TEXT SEGMENT:
WHIMS looked specifically at dementia and global cognitive decline in women 65 years of age and older and found increases in both of these end points with CEE treatment, again with or without MPA.

The WHIMS-MRI study was undertaken to explore these results further, looking at potential mechanisms of the adverse effects using magnetic resonance imaging (MRI). The most likely suspect was subclinical, or "silent," strokes, the authors reasoned, since clinical stroke was also increased with hormone therapy in the main WHI trial.

A subset of 1403 women underwent MRI an average of 3 years after the trial for those in the CEE-plus-MPA trial and 1.4 years for the CEE-alone trial participants. Average follow-up during the trials themselves were 4 and 5.6 years, respectively.

The primary outcome measure of the WHIMS-MRI study was total ischemic-lesion volume, reported in the paper by Dr. Coker and colleagues. Results showed mean ischemic lesion volumes were slightly larger for the CEE-plus-MPA group vs placebo, except for the basal ganglia, but the differences were not significant. Lesion volumes for those on CEE alone were similar to those on placebo.

"This finding was consistent within each trial and in pooled analyses across trials," the authors conclude.

Lesion volumes did correlate with age, smoking, a history of cardiovascular disease, hypertension, lower posttrial global cognition scores, and increased incident cases of mild cognitive impairment or probable dementia either during or after the trial.

Brain Volumes

In the same subset of 1403 women, Dr. Resnick and colleagues looked at total brain, ventricular-, hippocampal-, and frontal-lobe volumes, after adjustment for age, clinic site, estimated intracranial volume, and dementia risk factors.

(Stored data entries)
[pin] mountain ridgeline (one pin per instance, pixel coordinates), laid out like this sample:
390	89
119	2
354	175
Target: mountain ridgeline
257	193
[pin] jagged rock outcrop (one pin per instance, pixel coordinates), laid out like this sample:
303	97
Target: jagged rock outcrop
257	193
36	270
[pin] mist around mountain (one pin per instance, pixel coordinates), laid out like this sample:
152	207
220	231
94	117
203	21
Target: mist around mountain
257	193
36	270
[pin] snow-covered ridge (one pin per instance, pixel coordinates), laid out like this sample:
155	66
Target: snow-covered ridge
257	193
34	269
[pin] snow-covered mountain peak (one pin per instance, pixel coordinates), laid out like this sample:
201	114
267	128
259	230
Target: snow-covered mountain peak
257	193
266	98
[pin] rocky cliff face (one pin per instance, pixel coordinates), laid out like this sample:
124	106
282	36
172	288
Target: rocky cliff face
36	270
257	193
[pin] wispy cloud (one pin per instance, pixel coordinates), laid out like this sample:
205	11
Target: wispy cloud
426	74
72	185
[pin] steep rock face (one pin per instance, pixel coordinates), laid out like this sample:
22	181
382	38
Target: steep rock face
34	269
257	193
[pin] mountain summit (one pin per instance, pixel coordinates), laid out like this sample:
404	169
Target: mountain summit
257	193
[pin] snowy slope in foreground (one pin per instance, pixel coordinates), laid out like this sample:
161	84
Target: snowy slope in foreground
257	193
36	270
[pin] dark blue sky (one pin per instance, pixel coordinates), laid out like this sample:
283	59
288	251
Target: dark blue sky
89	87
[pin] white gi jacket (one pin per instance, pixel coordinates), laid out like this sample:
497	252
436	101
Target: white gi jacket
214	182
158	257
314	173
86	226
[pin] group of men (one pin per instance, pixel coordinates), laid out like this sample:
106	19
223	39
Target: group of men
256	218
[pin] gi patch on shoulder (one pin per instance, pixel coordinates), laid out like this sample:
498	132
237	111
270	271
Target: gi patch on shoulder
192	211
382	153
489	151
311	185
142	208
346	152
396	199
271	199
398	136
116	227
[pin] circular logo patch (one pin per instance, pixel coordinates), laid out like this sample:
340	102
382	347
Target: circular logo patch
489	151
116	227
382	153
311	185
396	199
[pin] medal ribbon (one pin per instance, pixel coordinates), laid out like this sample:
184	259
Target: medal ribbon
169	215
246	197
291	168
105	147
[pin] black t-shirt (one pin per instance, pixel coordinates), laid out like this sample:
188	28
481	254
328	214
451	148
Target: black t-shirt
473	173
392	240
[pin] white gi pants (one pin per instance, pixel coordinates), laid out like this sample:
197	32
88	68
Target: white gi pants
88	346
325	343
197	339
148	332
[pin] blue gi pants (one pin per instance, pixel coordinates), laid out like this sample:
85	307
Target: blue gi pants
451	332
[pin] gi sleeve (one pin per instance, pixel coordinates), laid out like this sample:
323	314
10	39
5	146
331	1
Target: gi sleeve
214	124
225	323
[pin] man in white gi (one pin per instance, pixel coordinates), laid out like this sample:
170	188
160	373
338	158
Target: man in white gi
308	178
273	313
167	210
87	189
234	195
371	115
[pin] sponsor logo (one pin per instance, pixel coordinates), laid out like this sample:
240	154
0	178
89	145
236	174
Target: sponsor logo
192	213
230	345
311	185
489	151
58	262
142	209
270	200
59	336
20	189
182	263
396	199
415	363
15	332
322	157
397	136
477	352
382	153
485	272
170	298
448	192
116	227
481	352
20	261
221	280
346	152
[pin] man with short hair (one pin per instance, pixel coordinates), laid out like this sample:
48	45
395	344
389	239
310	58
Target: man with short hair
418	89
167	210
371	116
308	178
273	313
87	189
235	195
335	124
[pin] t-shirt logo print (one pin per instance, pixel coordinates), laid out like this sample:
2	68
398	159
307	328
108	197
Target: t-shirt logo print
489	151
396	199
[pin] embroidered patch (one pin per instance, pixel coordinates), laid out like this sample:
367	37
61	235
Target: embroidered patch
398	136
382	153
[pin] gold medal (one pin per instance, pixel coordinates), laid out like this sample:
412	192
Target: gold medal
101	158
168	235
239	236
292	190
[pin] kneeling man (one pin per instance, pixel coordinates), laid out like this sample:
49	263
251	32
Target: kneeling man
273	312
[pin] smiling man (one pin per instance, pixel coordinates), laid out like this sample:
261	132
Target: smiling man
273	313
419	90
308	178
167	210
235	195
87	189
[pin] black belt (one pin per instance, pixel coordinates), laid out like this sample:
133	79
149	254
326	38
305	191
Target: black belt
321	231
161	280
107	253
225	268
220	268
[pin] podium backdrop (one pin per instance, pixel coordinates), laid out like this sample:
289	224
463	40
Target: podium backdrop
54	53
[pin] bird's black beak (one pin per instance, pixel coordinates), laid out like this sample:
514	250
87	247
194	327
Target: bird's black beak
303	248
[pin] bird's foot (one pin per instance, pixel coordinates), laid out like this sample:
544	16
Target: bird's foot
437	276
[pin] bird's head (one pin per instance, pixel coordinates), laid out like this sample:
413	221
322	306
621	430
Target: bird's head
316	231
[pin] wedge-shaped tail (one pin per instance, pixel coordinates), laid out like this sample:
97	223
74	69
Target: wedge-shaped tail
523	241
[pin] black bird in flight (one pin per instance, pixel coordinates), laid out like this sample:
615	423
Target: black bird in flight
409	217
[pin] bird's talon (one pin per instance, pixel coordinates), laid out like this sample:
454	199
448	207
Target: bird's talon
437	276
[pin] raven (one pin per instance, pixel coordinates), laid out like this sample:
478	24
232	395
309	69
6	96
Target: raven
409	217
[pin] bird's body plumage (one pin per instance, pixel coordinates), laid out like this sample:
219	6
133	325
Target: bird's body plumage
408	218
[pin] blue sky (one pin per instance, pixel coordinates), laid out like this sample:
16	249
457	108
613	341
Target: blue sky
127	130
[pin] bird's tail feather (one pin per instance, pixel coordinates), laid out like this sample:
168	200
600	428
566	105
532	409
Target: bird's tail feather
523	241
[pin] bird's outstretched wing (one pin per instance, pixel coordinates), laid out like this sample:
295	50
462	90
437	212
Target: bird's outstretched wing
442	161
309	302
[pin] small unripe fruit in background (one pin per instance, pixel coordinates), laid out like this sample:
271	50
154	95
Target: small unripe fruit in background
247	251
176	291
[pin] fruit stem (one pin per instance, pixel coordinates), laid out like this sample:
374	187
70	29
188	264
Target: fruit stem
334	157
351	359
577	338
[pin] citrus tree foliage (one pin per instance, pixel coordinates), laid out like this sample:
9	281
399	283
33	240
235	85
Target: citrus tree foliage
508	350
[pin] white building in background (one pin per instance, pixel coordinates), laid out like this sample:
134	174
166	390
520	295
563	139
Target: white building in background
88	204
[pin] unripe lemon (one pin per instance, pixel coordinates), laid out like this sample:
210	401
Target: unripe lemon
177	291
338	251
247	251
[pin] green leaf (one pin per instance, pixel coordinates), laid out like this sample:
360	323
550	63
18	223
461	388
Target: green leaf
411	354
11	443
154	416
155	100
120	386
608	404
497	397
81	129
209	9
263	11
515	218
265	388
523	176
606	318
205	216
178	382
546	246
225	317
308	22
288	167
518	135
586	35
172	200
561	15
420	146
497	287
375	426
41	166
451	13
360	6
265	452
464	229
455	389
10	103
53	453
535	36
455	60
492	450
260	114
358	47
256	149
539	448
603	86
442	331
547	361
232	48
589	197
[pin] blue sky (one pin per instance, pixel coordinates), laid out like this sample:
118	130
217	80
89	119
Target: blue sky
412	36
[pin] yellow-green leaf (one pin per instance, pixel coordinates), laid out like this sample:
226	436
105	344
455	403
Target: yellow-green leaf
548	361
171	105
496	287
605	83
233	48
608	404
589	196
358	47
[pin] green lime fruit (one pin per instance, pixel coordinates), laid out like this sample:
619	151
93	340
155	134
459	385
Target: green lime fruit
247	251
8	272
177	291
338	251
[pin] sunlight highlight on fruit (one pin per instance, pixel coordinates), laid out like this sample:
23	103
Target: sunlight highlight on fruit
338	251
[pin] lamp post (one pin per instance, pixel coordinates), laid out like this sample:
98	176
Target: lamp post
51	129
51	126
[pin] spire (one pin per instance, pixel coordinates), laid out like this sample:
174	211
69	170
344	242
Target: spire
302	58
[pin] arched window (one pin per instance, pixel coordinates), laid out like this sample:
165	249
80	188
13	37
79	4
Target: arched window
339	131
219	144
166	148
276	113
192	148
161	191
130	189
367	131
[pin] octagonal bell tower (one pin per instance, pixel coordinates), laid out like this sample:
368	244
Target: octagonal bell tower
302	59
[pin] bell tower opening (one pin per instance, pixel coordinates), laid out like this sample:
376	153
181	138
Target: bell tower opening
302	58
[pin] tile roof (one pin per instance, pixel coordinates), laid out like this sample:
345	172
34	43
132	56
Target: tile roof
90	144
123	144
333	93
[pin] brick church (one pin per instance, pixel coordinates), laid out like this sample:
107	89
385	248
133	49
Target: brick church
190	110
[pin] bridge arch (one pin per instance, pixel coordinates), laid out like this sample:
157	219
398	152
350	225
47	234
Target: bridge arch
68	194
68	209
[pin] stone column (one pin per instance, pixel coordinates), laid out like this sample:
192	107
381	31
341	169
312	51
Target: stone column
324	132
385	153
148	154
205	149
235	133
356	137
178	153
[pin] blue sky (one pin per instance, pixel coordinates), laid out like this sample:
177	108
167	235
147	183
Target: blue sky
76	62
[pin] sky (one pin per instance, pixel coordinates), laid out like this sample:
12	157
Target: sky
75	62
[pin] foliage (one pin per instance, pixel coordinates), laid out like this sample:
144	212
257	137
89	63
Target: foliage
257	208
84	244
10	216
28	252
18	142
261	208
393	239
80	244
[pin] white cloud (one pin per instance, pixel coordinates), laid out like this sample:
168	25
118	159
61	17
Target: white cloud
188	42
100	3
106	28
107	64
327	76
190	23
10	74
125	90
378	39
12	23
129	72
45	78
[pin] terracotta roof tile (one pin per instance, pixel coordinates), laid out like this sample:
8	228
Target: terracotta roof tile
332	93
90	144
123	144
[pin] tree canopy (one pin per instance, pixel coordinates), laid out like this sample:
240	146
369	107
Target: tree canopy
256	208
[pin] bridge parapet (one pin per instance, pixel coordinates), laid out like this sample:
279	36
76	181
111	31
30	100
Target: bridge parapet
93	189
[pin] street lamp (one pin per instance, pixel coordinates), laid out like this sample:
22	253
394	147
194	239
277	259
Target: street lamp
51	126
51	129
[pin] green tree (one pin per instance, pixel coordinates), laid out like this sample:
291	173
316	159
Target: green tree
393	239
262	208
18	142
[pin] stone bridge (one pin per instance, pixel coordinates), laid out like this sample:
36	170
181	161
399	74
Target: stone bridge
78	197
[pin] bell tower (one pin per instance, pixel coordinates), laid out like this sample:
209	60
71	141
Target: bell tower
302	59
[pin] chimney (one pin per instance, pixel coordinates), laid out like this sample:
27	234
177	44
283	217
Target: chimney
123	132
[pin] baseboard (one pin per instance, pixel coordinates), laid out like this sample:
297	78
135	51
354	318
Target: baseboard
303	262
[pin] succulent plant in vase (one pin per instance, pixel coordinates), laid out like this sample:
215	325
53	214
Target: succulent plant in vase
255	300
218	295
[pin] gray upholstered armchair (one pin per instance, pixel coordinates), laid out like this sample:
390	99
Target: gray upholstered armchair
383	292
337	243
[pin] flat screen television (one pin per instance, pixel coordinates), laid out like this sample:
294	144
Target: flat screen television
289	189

TRY IT:
Echo the part of the text on the WHIMS-MRI study between "WHIMS looked specifically" and "5.6 years, respectively.", inclusive. These records have no connection to the text on hormone therapy and brain MRI.

RESPONSE BOX:
WHIMS looked specifically at dementia and global cognitive decline in women 65 years of age and older and found increases in both of these end points with CEE treatment, again with or without MPA.

The WHIMS-MRI study was undertaken to explore these results further, looking at potential mechanisms of the adverse effects using magnetic resonance imaging (MRI). The most likely suspect was subclinical, or "silent," strokes, the authors reasoned, since clinical stroke was also increased with hormone therapy in the main WHI trial.

A subset of 1403 women underwent MRI an average of 3 years after the trial for those in the CEE-plus-MPA trial and 1.4 years for the CEE-alone trial participants. Average follow-up during the trials themselves were 4 and 5.6 years, respectively.